# TEXTO FORNECIDO:
+-------+

A ordem disciplinar passou a constituir a escola que no decorrer do século XIX ganhou contornos mais sutis e perversos quando absorveu do evolucionismo, a idéia de aptidão até pouco tempo utilizado na escola quando no boletim escolar citavam que o aluno estava apto para seguir a série seguinte. O conceito de aptidão, advém da ideia que a criança evoluiu e pode ir a série seguinte, porém o conceito de evolução foi criado por Darwin no século XIX, para entender a evolução das espécies, seu uso na educação teve um significado classificatório.
Nesse sentido, temos uma escola pensada dentro de uma ordem disciplinar e classificatória e no decorrer dos últimos dois séculos esses discursos foram naturalizados, ganhando um estatuto de verdade inquestionável pois, se baseava num conhecimento pautado na razão. A escola é uma invenção do século XVIII e XIX e, seus efeitos ainda são sentidos em nossos dias, os saberes que criaram essa concepção de escola, produziram um efeito de verdade naturalizando a escola enquanto um conceito cristalizado, uma verdade.
Hoje vivemos uma crise na educação, talvez pelo fato de que a escola que conhecemos hoje está colocada conceitualmente ancorada na escola do século XVIII e XIX e isso ocorre devido a persistência de uma cultura escolar que emergiu através dos saberes e da disciplinarização dos sujeitos. Atualmente temos dificuldades de avançar, a cultura escolar é antiquada e retrógada, nossa relação com o conhecimento ainda é da reprodução e apropriação do conhecimento e não conseguimos ensinar nossos alunos a fazer perguntas.

+-------+

# Entradas de um conjunto de dados:
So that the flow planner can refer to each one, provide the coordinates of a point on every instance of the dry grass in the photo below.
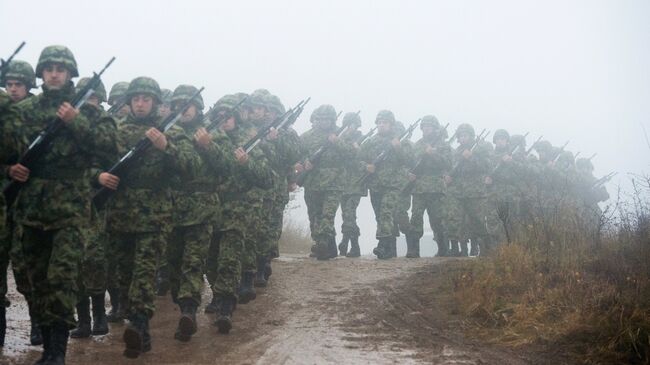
(589, 302)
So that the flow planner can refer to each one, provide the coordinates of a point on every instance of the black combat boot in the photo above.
(246, 289)
(134, 335)
(46, 331)
(59, 334)
(260, 277)
(187, 323)
(224, 318)
(343, 246)
(100, 325)
(83, 324)
(114, 294)
(212, 307)
(3, 324)
(355, 251)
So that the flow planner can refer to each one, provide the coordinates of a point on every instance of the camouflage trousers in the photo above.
(349, 205)
(321, 209)
(466, 218)
(433, 205)
(50, 260)
(186, 251)
(138, 256)
(384, 204)
(224, 262)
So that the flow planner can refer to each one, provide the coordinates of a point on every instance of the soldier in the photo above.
(385, 180)
(466, 184)
(433, 154)
(325, 181)
(92, 281)
(238, 199)
(18, 81)
(53, 206)
(116, 97)
(353, 192)
(140, 213)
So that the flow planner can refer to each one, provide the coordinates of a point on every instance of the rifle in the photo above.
(40, 144)
(316, 156)
(4, 65)
(603, 180)
(212, 125)
(416, 168)
(386, 152)
(478, 139)
(122, 167)
(366, 136)
(278, 123)
(560, 152)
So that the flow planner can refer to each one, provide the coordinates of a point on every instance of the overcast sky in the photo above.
(570, 70)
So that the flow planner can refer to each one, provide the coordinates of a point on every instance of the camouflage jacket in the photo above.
(328, 173)
(57, 193)
(194, 195)
(143, 201)
(432, 167)
(391, 173)
(468, 175)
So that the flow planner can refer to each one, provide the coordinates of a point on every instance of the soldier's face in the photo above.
(55, 76)
(16, 89)
(189, 114)
(142, 105)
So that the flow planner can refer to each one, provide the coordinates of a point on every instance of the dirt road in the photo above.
(344, 311)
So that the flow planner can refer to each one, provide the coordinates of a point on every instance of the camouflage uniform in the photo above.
(325, 183)
(386, 182)
(429, 188)
(466, 213)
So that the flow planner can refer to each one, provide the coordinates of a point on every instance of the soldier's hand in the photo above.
(109, 180)
(272, 135)
(157, 138)
(202, 138)
(67, 112)
(241, 156)
(19, 172)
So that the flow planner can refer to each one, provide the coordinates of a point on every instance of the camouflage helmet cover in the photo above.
(57, 54)
(324, 112)
(385, 116)
(100, 92)
(22, 71)
(183, 93)
(117, 91)
(144, 85)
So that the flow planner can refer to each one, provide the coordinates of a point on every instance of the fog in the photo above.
(577, 71)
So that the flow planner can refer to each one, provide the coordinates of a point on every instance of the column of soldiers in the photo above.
(202, 200)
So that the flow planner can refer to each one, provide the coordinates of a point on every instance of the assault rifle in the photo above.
(4, 65)
(416, 169)
(316, 156)
(129, 160)
(40, 145)
(278, 123)
(386, 152)
(478, 139)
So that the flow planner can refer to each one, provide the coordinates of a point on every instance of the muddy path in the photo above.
(344, 311)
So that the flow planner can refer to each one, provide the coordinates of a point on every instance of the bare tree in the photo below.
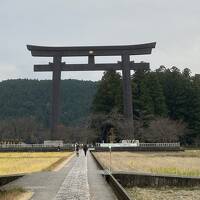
(164, 130)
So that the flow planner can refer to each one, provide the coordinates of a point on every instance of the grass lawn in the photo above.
(17, 163)
(15, 194)
(164, 193)
(178, 163)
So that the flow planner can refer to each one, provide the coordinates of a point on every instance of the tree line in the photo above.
(166, 104)
(25, 108)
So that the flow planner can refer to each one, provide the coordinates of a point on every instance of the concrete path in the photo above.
(80, 179)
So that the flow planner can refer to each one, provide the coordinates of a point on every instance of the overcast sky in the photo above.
(174, 25)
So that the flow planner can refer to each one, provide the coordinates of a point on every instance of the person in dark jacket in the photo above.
(77, 149)
(85, 148)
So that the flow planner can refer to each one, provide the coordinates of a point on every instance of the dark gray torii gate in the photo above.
(91, 51)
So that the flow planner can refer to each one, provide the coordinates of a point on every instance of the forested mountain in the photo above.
(166, 107)
(24, 98)
(166, 104)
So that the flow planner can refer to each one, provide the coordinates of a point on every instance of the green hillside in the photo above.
(24, 98)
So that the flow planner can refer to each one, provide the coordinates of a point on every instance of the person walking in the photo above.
(77, 149)
(85, 148)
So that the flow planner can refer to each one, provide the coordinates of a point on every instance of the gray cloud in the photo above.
(173, 25)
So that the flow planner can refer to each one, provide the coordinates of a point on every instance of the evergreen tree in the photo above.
(109, 93)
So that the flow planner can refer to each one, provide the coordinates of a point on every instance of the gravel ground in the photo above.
(164, 193)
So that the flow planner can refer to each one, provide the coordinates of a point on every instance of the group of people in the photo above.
(77, 147)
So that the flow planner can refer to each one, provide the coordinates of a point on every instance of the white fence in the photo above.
(160, 144)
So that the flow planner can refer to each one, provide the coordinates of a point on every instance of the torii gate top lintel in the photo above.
(43, 51)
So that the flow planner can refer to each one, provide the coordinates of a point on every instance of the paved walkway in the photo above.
(80, 179)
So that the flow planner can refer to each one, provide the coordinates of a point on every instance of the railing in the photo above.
(177, 144)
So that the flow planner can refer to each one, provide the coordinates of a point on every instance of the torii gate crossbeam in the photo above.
(91, 52)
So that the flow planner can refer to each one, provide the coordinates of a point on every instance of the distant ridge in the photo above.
(23, 97)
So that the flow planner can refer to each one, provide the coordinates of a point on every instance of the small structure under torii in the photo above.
(91, 52)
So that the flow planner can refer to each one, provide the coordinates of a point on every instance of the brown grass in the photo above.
(12, 194)
(18, 163)
(164, 193)
(178, 163)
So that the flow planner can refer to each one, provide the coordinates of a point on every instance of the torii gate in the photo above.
(91, 52)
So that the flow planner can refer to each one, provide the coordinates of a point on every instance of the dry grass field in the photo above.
(164, 193)
(15, 194)
(178, 163)
(17, 163)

+-------+

# OBJETIVO:
Dê continuidade ao texto sobre a escola disciplinar e classificatória, começando logo após a última frase.

# RESULTADO:
A cultura escolar ainda percebe o conhecimento como uma verdade, a sociedade exige isso da escola e a escola não consegue romper com esse paradigma. No entanto o conhecimento é uma invenção (isso já foi abordado por Nietzsche no final do século XIX) ele é fluido e não algo cristalizado.
Precisamos ensinar nossas crianças de maneira diferente e isso pode ser feito de modo simples apenas tratando o conhecimento como algo a ser desconstruído, questionado e repensado, precisamos ensinar nossas crianças a fazer perguntas para que possamos contribuir na formação de cidadãos, que se coloquem na sociedade e tenha clareza que o conhecimento é uma invenção, a cultura é uma produção social e com isso possa estranhar o mundo e as coisas que o cerca.
A crise na educação que vivemos atualmente parece ser resultado dessa cultura escolar emergente nos séculos XVIII e XIX, na qual estamos imersos numa ordem disciplinar e por mais que busque a responsabilidade da educação nos professores, alunos ou na família, a crise não vêem a ser moral, mas conceitual e se relaciona a mudança de uma cultura escolar, uma cultura diluída no corpo social e naturalizada como uma prática social.